■ Material for this task
begin

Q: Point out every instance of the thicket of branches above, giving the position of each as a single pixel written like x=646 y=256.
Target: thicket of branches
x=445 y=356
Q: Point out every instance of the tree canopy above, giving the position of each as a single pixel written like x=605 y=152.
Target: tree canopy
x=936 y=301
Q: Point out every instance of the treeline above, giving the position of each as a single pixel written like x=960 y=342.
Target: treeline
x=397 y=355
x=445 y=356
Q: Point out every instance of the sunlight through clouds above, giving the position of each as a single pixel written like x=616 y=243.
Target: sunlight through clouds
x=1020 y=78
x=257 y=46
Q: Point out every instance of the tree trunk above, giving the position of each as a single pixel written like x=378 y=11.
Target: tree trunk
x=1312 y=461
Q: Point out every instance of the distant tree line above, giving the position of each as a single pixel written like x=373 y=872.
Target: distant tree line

end

■ Given instruction
Rewrite the listing above with every "tree canopy" changed to "forest canopy", leaving everything else as it is.

■ Problem solution
Q: Point out every instance of the thicket of branches above, giving the position of each as a single pixel written like x=646 y=256.
Target: thicket of branches
x=445 y=356
Q: Point out every instance of the forest canopy above, giving the position of each as a single pixel written like x=605 y=152.
Target: forest canopy
x=936 y=301
Q: Point out every instance of the treeline above, giving the position of each as a single pixel written like x=960 y=342.
Target: treeline
x=397 y=355
x=445 y=356
Q: Point out every instance of the sunlight through clouds above, giving the position of each as a single pixel written like x=616 y=243.
Target: sunlight through clouds
x=1020 y=78
x=257 y=46
Q: Point out every instance of the tree trunk above, giving the position of each as a single pixel written like x=378 y=11.
Target: tree trunk
x=1312 y=461
Q: Point out every instance of the distant tree line above, giving the position of each as a single pixel written like x=373 y=872.
Target: distant tree line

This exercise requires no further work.